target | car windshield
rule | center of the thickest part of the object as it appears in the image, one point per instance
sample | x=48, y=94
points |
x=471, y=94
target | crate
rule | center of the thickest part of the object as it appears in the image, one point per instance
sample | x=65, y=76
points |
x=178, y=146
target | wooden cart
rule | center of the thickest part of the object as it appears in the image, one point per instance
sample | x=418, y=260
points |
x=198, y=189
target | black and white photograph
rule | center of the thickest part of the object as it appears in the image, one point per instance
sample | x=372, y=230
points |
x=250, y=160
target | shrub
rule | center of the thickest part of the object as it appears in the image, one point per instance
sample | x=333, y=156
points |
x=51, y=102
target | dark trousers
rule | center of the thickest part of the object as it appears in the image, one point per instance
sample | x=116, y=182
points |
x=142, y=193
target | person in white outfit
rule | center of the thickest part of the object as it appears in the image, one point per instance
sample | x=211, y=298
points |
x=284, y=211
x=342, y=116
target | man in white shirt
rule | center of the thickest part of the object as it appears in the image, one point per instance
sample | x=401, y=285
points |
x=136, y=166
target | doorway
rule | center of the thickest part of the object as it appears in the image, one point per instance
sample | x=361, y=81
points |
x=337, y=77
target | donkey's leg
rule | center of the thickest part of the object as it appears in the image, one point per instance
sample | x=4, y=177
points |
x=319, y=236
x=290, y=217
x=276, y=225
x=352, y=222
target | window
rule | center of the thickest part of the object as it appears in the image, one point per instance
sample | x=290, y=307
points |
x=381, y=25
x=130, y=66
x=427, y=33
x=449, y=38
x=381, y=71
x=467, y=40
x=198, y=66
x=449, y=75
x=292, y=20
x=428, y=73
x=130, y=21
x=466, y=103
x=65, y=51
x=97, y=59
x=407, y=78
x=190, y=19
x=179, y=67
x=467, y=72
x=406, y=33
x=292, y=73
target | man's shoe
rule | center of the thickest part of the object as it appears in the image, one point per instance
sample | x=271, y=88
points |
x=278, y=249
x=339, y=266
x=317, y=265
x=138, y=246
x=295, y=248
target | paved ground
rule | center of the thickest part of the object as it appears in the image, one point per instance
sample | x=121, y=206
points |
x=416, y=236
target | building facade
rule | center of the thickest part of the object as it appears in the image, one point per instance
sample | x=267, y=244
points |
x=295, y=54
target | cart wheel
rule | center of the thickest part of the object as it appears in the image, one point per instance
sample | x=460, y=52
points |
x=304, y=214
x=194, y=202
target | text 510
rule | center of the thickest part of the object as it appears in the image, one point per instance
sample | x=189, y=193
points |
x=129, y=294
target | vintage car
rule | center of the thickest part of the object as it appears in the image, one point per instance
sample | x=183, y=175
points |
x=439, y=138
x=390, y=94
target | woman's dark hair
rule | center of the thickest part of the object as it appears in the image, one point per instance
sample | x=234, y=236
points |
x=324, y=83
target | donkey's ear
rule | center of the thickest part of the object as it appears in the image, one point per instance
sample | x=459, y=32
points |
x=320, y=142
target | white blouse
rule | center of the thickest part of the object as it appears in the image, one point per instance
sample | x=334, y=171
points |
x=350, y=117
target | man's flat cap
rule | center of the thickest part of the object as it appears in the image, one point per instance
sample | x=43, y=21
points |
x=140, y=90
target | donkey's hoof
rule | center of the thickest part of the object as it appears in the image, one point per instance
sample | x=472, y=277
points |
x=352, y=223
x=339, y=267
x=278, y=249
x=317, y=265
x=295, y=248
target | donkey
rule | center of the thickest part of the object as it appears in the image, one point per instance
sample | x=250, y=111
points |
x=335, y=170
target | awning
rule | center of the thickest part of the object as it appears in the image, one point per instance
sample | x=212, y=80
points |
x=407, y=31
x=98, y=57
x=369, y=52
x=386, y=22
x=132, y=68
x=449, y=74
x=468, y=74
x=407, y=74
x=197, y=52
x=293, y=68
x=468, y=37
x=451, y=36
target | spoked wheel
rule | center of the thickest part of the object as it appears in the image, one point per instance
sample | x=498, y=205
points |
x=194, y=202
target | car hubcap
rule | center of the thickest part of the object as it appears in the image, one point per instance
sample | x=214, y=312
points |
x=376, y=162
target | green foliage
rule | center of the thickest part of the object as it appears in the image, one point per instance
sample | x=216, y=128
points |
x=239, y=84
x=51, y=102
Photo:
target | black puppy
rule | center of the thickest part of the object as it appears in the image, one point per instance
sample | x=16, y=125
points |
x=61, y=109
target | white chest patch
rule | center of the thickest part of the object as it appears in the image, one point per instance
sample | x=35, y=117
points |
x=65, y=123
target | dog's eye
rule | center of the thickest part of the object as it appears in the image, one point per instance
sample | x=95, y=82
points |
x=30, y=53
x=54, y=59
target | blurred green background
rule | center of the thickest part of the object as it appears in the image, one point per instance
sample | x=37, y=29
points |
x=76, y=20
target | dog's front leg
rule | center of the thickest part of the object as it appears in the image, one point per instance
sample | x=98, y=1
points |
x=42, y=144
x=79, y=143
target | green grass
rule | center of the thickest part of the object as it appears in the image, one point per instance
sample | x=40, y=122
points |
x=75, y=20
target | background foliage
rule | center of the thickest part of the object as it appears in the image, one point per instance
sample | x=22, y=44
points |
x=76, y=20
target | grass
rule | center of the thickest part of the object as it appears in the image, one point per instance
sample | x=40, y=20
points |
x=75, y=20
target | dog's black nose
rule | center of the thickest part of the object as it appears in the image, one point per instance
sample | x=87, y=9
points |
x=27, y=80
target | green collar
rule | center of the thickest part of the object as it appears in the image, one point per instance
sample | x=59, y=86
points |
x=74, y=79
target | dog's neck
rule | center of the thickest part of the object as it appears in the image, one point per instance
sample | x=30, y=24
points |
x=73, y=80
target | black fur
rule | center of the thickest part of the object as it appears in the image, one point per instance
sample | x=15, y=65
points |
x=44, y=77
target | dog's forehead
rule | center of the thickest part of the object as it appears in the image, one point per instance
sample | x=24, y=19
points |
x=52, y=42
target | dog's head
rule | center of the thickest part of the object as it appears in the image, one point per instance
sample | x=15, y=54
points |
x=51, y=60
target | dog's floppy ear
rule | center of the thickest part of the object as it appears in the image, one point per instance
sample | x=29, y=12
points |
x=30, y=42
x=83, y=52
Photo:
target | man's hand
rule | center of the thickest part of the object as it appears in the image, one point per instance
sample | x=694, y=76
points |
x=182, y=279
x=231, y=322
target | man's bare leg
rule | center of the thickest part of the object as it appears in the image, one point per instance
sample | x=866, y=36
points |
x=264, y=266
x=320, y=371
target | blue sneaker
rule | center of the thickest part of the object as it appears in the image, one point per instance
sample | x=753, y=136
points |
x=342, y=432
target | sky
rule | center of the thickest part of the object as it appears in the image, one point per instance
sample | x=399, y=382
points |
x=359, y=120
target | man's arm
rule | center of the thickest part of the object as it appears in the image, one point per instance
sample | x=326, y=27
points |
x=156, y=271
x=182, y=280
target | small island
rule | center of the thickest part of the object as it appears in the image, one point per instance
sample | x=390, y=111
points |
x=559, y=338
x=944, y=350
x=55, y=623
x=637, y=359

# To do
Restate the data in full so that no line differs from the original.

# Answer for the task
target | car windshield
rule | center of the thickest part of the object as it appears in the image, one point per instance
sample | x=48, y=94
points |
x=471, y=94
target | crate
rule | center of the thickest part of the object as it appears in the image, one point per instance
sample | x=65, y=76
points |
x=178, y=146
target | wooden cart
rule | center of the thickest part of the object as it appears in the image, one point per instance
sample | x=418, y=260
points |
x=198, y=189
target | black and white photograph
rule | center of the thickest part of the object as it appears in the image, one point per instance
sample | x=372, y=230
points |
x=250, y=160
target | shrub
rule | center of the thickest part of the object as it appears in the image, one point per instance
sample | x=333, y=156
points |
x=51, y=102
target | dark trousers
rule | center of the thickest part of the object as it appears in the image, one point per instance
sample | x=116, y=182
points |
x=142, y=193
target | person in white outfit
rule | center of the thickest part of the object as it appears in the image, one point per instance
sample | x=211, y=298
points |
x=284, y=211
x=342, y=116
target | man in white shirt
rule | center of the thickest part of the object as it appears in the image, one point per instance
sample | x=401, y=285
points |
x=136, y=166
target | doorway
rule | center of the thickest part of the object as it appears in the image, one point per instance
sample | x=361, y=81
points |
x=337, y=77
target | donkey's leg
rule | center of the thickest part of the object as it appears in the image, one point per instance
sample | x=4, y=177
points |
x=319, y=236
x=290, y=217
x=276, y=225
x=352, y=222
target | window
rule | center of the thickest part of the object as it appears in the image, one point per instance
sample | x=290, y=307
points |
x=381, y=25
x=130, y=66
x=427, y=33
x=449, y=38
x=381, y=71
x=467, y=40
x=198, y=66
x=449, y=75
x=292, y=20
x=428, y=73
x=130, y=21
x=466, y=103
x=65, y=51
x=97, y=59
x=407, y=78
x=190, y=19
x=179, y=67
x=467, y=72
x=406, y=33
x=292, y=73
target | man's shoe
rule | center of the thickest part of the object as it appears in the image, one point per instance
sample | x=271, y=88
points |
x=278, y=249
x=339, y=266
x=317, y=265
x=138, y=246
x=295, y=248
target | paved ground
rule | center of the thickest part of the object as it appears in the image, one point per instance
sample | x=121, y=206
points |
x=416, y=236
target | building facade
rule | center of the thickest part of the object as it appears in the image, one point per instance
sample | x=267, y=244
points |
x=295, y=54
target | cart wheel
rule | center of the thickest part of the object as it appears in the image, one point per instance
sample | x=460, y=52
points |
x=304, y=214
x=194, y=202
target | text 510
rule | center of the thickest part of the object as it appears in the image, one point per instance
sample | x=189, y=193
points |
x=129, y=294
target | vintage car
rule | center of the thickest part of the object as it appears in the image, one point per instance
sample | x=183, y=175
points |
x=439, y=138
x=390, y=94
target | woman's dark hair
rule | center of the thickest part of the object as it appears in the image, one point per instance
sample | x=234, y=236
points |
x=324, y=83
target | donkey's ear
rule | center of the thickest part of the object as it appears in the image, one point per instance
sample | x=459, y=32
points |
x=320, y=142
target | white blouse
rule | center of the thickest part of the object as it appears in the image, one point per instance
sample | x=334, y=171
points |
x=350, y=117
target | man's flat cap
rule | center of the thickest part of the object as it appears in the image, one point per instance
sample | x=43, y=21
points |
x=140, y=90
target | donkey's hoof
rule | center of the thickest part of the object as it appears in the image, one point per instance
sample | x=472, y=277
points |
x=352, y=223
x=339, y=267
x=278, y=249
x=317, y=265
x=295, y=248
target | donkey
rule | center of the thickest part of the object as it appears in the image, one point per instance
sample | x=250, y=111
points |
x=335, y=170
target | awning
rule | center of the thickest part of the object as it appears in the image, one point per instance
sample | x=212, y=80
points |
x=407, y=31
x=98, y=57
x=369, y=52
x=386, y=22
x=132, y=68
x=449, y=74
x=468, y=74
x=407, y=74
x=197, y=52
x=293, y=68
x=468, y=37
x=451, y=36
target | spoked wheel
rule | center of the thickest part of the object as it appears in the image, one point per instance
sample | x=498, y=205
points |
x=194, y=202
target | car hubcap
rule | center of the thickest part of the object as it appears in the image, one point per instance
sample | x=214, y=312
points |
x=376, y=162
target | green foliage
rule | center of the thickest part of the object as it appears in the image, one point per instance
sample | x=216, y=128
points |
x=239, y=84
x=51, y=102
Photo:
target | black puppy
rule | center of the thickest part of the object as it appears in the image, one point per instance
sample | x=16, y=125
points |
x=61, y=109
target | white chest patch
rule | center of the thickest part of the object as it appears in the image, one point per instance
sample | x=35, y=117
points |
x=65, y=123
target | dog's eye
rule | center of the thickest part of the object as it appears in the image, one point per instance
sample | x=95, y=82
points |
x=30, y=53
x=54, y=59
target | blurred green background
rule | center of the thickest part of the object as it appears in the image, one point per instance
sample | x=37, y=29
points |
x=76, y=20
target | dog's front leg
rule | center of the thickest part of the object as it appears in the image, one point per instance
sample | x=98, y=1
points |
x=42, y=144
x=79, y=143
target | green grass
rule | center of the thickest part of the object as it appears in the image, one point per instance
sample | x=40, y=122
points |
x=75, y=20
target | background foliage
rule | center of the thickest part of the object as it appears in the image, one point per instance
sample | x=22, y=44
points |
x=76, y=20
target | grass
rule | center of the thickest part of the object as it appears in the image, one point per instance
sample | x=40, y=20
points |
x=75, y=20
target | dog's black nose
rule | center of the thickest part of the object as it appears in the image, one point per instance
sample | x=87, y=9
points |
x=27, y=80
target | green collar
rule | center of the thickest part of the object as it appears in the image, one point per instance
sample | x=59, y=86
points |
x=74, y=79
target | dog's neck
rule | center of the thickest part of the object as it appears in the image, one point per instance
sample | x=30, y=24
points |
x=73, y=80
target | black fur
rule | center of the thickest part of the object as it appears in the image, one point per instance
sample | x=15, y=65
points |
x=44, y=77
target | dog's forehead
rule | center of the thickest part of the object as it appears in the image, one point per instance
sample | x=24, y=19
points |
x=52, y=42
target | dog's head
rule | center of the thickest part of the object as it appears in the image, one point per instance
sample | x=15, y=54
points |
x=51, y=60
target | dog's floppy ear
rule | center of the thickest part of the object as it appears in the image, one point per instance
sample | x=29, y=12
points |
x=30, y=42
x=83, y=52
Photo:
target | man's hand
rule | center of the thickest part of the object as it appears in the image, one point per instance
sample | x=694, y=76
points |
x=182, y=279
x=231, y=322
target | man's bare leg
rule | center of the thickest part of the object as it appears in the image, one point per instance
sample | x=866, y=36
points |
x=264, y=266
x=320, y=371
target | blue sneaker
rule | center of the thickest part of the object as it appears in the image, one point per instance
sample | x=753, y=136
points |
x=342, y=432
target | sky
rule | center of the thickest part of the object as it appears in the image, one point per instance
sample | x=399, y=382
points |
x=359, y=120
target | man's arm
rule | center of the thickest part of the object as it appears in the image, one point per instance
sample | x=326, y=27
points |
x=156, y=271
x=182, y=280
target | small island
rule | center of the thickest part of the object as it appears in the image, one point per instance
sample | x=390, y=111
points |
x=559, y=338
x=944, y=350
x=55, y=623
x=637, y=359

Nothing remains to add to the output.